Academic departments and groups at UW-Madison have a rich history of modifying Bucky. Recent university guidelines, however, have banned the modification of Bucky Badger citing brand dilution despite featuring Bucky on other non-University items such as tortilla chips.

Blind Bucky is sometimes used to represent the University of Wisconsin Law School as a variation of the allegorical figure of blindfolded Lady Justice.

Two variations of "Band Bucky" are used to represent the University of Wisconsin Marching Band. One variation shows him wearing a uniform similar to the drum major's, and the other shows him wearing a normal Wisconsin Band uniform. Various instrument sections within the band have also commissioned logos that include Bucky holding their respective instruments.

Bucky with a stethoscope is occasionally used by the Medical Alumni Association.

Similarly, a design of Bucky wearing a Roman-style toga is used by the university's Classics Society (and shared with the Classics Department).

The College of Agriculture & Life Science's Short Course has a Farmer Bucky, clad in Motion W overalls and carrying a pitchfork. In addition, the Collegiate FFA has Bucky in Official Dress, including the standard FFA Jacket.

The Atmospheric & Oceanic Sciences department utilizes a design with Bucky holding a lightning bolt.

Bucky has also been known to don a laboratory coat and carry an Erlenmeyer flask in support of University of Wisconsin-Madison laboratory sciences.

- Records shown -
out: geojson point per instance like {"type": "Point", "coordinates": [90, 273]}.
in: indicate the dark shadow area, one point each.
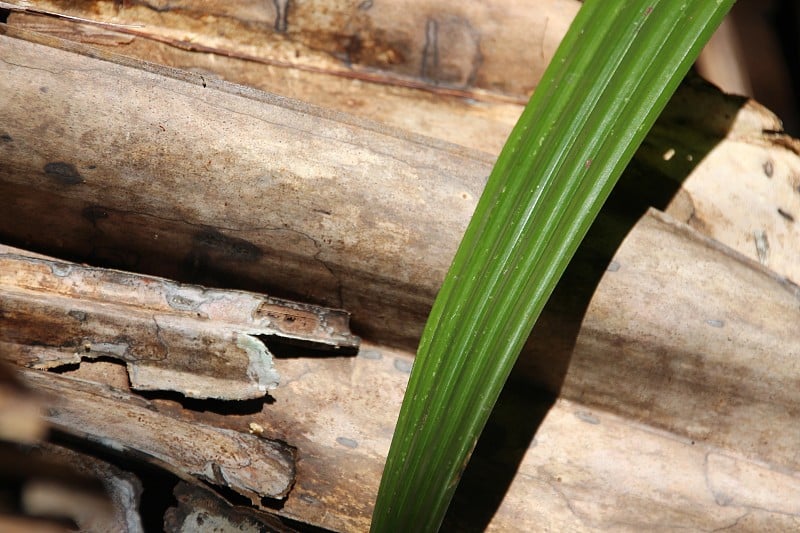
{"type": "Point", "coordinates": [287, 348]}
{"type": "Point", "coordinates": [695, 121]}
{"type": "Point", "coordinates": [210, 405]}
{"type": "Point", "coordinates": [508, 434]}
{"type": "Point", "coordinates": [157, 484]}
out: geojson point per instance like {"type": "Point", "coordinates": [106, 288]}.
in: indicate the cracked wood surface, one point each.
{"type": "Point", "coordinates": [370, 222]}
{"type": "Point", "coordinates": [692, 425]}
{"type": "Point", "coordinates": [203, 343]}
{"type": "Point", "coordinates": [251, 466]}
{"type": "Point", "coordinates": [700, 441]}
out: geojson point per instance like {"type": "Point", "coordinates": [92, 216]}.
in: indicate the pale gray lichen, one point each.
{"type": "Point", "coordinates": [261, 367]}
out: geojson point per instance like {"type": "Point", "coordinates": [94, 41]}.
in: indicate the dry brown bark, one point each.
{"type": "Point", "coordinates": [672, 340]}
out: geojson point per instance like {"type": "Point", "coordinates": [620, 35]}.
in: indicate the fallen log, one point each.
{"type": "Point", "coordinates": [203, 343]}
{"type": "Point", "coordinates": [251, 466]}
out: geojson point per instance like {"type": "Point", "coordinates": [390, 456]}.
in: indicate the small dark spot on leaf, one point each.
{"type": "Point", "coordinates": [785, 214]}
{"type": "Point", "coordinates": [64, 173]}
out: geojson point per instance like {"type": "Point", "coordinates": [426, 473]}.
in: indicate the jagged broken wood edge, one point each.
{"type": "Point", "coordinates": [203, 343]}
{"type": "Point", "coordinates": [252, 466]}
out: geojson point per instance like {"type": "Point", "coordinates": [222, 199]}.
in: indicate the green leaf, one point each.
{"type": "Point", "coordinates": [612, 75]}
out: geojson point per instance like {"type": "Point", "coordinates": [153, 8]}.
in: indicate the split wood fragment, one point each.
{"type": "Point", "coordinates": [203, 343]}
{"type": "Point", "coordinates": [252, 466]}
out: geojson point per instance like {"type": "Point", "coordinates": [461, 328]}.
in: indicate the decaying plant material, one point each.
{"type": "Point", "coordinates": [203, 343]}
{"type": "Point", "coordinates": [674, 355]}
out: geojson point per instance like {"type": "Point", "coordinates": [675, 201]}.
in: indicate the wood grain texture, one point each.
{"type": "Point", "coordinates": [251, 466]}
{"type": "Point", "coordinates": [203, 343]}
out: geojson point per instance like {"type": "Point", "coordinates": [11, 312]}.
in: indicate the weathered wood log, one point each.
{"type": "Point", "coordinates": [199, 509]}
{"type": "Point", "coordinates": [706, 414]}
{"type": "Point", "coordinates": [369, 223]}
{"type": "Point", "coordinates": [20, 416]}
{"type": "Point", "coordinates": [587, 468]}
{"type": "Point", "coordinates": [94, 494]}
{"type": "Point", "coordinates": [203, 343]}
{"type": "Point", "coordinates": [251, 466]}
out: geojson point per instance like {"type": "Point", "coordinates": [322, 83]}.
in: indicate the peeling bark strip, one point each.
{"type": "Point", "coordinates": [199, 342]}
{"type": "Point", "coordinates": [252, 466]}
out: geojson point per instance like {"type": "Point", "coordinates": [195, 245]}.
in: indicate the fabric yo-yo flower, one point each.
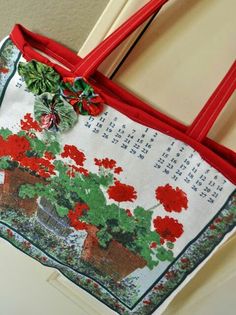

- Problems and tasks -
#1 Answer these questions from the Bucky Badger passage, one answer per line, marked as the questions are.
(a) Which group occasionally uses Bucky with a stethoscope?
(b) What does Farmer Bucky carry?
(c) What is Bucky holding in the design used by the Atmospheric & Oceanic Sciences department?
#2 Retype part of the Bucky Badger passage, starting with "Blind Bucky is" and going on through "their respective instruments.".
#3 Write what comes next in the Bucky Badger passage, picking up after its final sentence.

- Per-task answers -
#1
(a) The Medical Alumni Association
(b) A pitchfork
(c) A lightning bolt

#2
Blind Bucky is sometimes used to represent the University of Wisconsin Law School as a variation of the allegorical figure of blindfolded Lady Justice.

Two variations of "Band Bucky" are used to represent the University of Wisconsin Marching Band. One variation shows him wearing a uniform similar to the drum major's, and the other shows him wearing a normal Wisconsin Band uniform. Various instrument sections within the band have also commissioned logos that include Bucky holding their respective instruments.

#3
Bucky also adorned the engine nacelles of the Wisconsin ANG in Madison during their tenure with the A-10 "Warthog". He was shown on both engines in all black tone, as the aircraft was in the "European one" paint at the time. This was short-lived as the unit converted to the F-16 in a short time.

==Student portrayal==
The students (usually 7) who portray Bucky Badger are all volunteers, without scholarships or financial reimbursement, as is the system in some universities. Tryouts include tests of dancing skills, expressiveness in suit, ability to work with props, and the number of push-ups a candidate can do, as well as an interview and the ability to write and perform an original skit. The Bucky Team attends mascot training camp every year in August. They perform throughout the year, including breaks and holidays, representing the university and the state at athletic events, but also at ceremonies, parades, festivals, weddings, and even an occasional funeral.

Bucky appearances can be purchased; rates in 2007 were $250 plus $100 per hour, a "typical price" for school mascots.

==Film portrayal==
In 2009, Bucky Badger made it to the silver screen in the documentary, Being Bucky. The film, which was created by Chicago ad-men John Fromstein and Scott Smith, both Wisconsin natives, follows the 2007–2008 Buckys: Chris, Blake, Dave, Sky, Ryan, Craig and Jeff. It was released on April 4 at the Wisconsin Film Festival and featured in theaters across the state in the following weeks. A second documentary, Bucky!, was released in 2025.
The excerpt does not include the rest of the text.